Exercise instructions: Find the word "plank" in the data, then copy each line where it is found.
(Record excerpts)
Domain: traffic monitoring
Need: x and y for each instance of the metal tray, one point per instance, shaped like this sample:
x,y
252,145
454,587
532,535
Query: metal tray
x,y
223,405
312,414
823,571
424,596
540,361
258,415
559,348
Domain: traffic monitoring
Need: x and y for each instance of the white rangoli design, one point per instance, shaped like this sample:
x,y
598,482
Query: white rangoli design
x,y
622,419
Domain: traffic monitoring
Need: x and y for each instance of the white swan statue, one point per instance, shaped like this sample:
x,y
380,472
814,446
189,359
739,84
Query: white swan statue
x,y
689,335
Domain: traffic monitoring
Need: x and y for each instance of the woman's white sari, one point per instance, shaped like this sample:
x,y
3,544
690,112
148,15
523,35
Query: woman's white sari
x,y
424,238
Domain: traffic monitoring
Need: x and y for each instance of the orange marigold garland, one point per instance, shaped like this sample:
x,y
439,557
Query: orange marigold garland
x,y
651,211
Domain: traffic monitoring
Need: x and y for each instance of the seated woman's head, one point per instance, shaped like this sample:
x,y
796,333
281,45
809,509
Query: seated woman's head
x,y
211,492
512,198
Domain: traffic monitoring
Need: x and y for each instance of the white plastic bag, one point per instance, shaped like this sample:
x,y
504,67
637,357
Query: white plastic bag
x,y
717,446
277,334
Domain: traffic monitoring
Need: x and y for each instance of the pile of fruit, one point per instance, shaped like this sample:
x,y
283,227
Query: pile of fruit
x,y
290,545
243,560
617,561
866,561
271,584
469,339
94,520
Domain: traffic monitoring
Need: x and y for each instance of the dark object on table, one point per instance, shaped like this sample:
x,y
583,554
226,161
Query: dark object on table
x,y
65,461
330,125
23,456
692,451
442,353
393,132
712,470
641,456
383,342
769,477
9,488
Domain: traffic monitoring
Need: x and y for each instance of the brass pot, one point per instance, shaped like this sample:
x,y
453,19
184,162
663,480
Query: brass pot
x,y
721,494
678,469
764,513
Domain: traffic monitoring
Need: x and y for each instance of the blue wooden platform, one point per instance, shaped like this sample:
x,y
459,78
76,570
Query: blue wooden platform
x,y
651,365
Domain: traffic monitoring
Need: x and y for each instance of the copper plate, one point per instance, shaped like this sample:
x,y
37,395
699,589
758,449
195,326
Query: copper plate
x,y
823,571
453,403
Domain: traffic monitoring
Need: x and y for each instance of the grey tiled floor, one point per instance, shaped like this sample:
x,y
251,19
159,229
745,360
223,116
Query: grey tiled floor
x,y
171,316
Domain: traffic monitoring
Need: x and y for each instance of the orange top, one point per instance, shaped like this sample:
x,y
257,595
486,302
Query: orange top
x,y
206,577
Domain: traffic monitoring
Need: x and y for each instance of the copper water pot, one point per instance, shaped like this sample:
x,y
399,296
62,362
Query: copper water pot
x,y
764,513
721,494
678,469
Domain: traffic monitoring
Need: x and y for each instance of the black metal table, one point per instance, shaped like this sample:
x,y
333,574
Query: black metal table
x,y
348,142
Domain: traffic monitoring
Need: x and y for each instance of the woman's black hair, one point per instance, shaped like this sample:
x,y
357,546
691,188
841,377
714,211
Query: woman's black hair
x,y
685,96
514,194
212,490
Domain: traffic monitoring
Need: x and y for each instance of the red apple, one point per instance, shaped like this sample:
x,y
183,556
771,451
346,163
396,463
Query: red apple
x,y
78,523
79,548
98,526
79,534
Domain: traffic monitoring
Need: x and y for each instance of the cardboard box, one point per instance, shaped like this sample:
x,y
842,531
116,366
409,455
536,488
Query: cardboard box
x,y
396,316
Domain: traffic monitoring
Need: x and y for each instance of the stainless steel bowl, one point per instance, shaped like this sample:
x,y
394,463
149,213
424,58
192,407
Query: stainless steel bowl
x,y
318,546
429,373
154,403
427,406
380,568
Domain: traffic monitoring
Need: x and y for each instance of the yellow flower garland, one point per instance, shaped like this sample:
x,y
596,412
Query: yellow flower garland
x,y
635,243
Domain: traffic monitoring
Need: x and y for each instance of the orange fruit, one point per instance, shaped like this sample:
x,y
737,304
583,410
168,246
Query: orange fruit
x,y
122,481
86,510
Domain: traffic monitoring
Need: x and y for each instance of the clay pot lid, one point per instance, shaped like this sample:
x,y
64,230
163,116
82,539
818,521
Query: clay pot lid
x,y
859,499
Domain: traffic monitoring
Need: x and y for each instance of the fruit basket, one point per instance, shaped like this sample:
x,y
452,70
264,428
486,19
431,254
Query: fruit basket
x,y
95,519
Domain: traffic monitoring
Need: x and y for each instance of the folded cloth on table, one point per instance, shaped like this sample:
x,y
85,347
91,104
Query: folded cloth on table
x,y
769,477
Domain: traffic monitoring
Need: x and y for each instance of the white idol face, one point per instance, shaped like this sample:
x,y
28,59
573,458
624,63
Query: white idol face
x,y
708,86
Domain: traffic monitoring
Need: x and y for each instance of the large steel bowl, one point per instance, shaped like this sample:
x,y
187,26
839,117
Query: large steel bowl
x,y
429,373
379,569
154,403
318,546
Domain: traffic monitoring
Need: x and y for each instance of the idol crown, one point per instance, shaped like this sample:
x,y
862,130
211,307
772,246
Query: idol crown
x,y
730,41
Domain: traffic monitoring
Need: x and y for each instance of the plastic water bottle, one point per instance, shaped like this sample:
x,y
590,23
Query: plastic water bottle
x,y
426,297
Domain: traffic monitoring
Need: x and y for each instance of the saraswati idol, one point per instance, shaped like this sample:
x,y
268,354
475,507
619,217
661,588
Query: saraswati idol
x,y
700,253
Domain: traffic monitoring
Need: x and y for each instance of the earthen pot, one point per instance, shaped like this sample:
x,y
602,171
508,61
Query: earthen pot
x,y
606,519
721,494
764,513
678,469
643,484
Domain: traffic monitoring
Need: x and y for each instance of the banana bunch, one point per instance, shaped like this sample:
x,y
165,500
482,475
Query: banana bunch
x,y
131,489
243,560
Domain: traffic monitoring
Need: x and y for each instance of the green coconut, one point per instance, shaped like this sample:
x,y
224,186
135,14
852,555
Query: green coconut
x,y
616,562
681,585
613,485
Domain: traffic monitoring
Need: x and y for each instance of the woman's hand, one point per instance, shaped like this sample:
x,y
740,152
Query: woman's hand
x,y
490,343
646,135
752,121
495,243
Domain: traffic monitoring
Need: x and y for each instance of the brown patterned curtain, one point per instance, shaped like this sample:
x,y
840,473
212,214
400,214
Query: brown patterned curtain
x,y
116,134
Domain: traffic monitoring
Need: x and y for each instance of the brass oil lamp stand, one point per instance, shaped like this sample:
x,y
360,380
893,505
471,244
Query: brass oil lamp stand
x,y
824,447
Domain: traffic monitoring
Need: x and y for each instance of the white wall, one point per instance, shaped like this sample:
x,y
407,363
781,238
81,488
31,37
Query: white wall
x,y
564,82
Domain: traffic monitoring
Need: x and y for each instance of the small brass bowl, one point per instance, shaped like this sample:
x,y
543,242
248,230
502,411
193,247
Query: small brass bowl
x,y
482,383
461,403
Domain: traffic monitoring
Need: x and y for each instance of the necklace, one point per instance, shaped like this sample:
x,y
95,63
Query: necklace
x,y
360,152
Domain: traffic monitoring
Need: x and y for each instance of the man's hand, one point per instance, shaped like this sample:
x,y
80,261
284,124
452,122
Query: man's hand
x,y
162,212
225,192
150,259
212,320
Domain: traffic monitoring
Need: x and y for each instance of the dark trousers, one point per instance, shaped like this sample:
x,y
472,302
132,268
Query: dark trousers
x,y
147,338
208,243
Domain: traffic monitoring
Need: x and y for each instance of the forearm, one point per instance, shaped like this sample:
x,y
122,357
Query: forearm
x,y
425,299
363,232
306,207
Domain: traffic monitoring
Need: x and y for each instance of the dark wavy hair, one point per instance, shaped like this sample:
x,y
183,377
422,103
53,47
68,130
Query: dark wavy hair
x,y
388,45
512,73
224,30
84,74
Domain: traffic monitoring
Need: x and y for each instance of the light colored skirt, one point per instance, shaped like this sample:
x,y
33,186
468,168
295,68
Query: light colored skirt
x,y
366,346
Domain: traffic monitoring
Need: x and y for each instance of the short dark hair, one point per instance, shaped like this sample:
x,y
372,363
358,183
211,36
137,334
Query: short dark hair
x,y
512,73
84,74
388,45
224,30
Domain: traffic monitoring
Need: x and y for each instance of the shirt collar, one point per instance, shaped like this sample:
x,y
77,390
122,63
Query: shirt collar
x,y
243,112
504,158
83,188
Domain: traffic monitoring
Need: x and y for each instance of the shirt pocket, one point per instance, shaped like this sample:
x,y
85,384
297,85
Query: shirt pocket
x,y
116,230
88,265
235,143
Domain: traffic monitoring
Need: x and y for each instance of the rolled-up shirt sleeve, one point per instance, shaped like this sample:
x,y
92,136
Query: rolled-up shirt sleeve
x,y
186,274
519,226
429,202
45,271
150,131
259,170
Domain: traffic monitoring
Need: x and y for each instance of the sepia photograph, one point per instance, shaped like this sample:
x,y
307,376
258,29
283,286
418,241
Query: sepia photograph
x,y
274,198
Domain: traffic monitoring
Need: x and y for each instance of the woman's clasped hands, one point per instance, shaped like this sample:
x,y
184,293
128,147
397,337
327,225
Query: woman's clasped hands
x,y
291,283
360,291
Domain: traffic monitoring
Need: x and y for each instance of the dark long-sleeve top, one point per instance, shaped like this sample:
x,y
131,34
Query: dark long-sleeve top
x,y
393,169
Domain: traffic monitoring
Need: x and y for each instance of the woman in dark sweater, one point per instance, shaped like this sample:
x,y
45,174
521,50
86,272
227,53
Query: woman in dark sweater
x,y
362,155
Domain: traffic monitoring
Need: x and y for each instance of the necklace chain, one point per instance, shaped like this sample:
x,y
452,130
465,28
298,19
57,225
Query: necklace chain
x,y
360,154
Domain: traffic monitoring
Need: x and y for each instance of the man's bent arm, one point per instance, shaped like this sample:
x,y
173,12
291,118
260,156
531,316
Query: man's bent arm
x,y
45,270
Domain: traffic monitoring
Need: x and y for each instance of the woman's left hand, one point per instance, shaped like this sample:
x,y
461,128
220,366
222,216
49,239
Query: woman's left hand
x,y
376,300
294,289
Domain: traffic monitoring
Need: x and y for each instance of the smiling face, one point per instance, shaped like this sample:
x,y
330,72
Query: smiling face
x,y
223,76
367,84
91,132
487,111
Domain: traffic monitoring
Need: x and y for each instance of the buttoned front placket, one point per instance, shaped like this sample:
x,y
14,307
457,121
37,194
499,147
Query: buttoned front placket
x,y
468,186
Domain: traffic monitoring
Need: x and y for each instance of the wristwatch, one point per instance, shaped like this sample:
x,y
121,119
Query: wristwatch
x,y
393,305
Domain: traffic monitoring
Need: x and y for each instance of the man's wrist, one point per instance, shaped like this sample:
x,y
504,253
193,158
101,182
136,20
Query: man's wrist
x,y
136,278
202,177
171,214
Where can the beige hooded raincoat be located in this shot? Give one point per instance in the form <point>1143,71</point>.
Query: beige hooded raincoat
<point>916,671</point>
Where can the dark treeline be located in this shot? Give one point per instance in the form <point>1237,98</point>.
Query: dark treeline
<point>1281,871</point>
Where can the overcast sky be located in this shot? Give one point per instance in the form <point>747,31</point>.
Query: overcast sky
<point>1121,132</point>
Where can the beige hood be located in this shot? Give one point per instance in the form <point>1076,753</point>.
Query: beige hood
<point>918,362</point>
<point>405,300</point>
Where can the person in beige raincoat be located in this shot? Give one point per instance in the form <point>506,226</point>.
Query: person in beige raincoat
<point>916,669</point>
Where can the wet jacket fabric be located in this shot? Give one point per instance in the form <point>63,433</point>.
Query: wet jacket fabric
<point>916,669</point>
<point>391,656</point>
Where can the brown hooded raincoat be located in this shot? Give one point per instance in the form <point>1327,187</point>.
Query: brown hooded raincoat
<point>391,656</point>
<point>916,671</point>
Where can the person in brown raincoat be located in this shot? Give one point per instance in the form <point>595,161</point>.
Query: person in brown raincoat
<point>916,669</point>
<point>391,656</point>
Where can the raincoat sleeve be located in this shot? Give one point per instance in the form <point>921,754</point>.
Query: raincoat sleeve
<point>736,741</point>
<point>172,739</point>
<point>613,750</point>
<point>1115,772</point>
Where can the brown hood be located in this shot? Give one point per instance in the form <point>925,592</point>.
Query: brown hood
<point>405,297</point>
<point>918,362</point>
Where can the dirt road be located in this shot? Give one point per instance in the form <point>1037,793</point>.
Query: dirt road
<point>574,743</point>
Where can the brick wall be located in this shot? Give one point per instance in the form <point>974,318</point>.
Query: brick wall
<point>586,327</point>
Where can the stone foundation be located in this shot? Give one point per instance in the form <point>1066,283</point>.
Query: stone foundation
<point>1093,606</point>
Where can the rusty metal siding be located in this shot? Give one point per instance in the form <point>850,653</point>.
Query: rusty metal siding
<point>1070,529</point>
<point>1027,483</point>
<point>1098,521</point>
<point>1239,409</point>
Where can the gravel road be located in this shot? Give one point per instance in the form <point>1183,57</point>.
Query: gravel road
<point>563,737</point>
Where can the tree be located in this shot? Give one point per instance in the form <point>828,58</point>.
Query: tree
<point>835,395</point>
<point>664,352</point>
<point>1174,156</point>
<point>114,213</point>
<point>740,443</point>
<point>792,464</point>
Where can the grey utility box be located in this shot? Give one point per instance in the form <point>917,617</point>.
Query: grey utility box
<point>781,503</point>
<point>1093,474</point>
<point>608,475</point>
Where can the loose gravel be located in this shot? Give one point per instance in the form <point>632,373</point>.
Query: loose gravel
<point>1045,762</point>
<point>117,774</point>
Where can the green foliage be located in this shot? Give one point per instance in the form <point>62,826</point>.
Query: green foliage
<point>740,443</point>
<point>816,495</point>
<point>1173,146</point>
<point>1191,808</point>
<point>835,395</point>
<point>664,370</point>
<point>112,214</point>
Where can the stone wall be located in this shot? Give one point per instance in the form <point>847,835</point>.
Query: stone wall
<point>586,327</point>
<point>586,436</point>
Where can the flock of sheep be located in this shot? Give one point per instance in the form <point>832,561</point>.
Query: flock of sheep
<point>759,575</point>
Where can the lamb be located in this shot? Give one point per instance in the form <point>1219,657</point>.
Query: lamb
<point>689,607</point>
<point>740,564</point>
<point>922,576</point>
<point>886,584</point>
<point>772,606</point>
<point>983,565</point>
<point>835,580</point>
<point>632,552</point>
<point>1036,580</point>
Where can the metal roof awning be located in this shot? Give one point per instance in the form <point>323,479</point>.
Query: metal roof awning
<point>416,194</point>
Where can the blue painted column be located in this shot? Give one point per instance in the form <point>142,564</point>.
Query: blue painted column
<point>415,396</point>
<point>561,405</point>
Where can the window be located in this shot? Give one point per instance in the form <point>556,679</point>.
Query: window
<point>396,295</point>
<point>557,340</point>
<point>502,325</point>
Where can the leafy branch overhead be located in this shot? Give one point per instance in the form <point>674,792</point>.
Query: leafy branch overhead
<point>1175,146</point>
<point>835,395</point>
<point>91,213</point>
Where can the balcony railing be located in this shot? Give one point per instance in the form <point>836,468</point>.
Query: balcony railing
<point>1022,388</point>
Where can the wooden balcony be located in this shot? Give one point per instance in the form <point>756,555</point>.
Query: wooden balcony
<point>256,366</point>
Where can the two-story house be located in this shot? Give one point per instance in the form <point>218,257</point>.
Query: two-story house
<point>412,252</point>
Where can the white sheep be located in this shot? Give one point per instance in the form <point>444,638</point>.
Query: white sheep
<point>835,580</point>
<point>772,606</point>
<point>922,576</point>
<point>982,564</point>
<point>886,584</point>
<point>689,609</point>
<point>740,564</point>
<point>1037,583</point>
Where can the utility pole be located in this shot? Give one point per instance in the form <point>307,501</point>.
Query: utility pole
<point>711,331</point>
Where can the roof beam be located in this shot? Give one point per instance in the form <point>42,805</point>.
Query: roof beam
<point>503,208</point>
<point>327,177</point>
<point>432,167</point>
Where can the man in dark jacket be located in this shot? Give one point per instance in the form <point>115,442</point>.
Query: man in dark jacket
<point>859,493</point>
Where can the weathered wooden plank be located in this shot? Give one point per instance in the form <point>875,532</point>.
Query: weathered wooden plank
(End Record excerpts)
Task solution:
Where can the weathered wooden plank be located in this shot? Give one point per instance in the form <point>875,532</point>.
Query: weathered wooden plank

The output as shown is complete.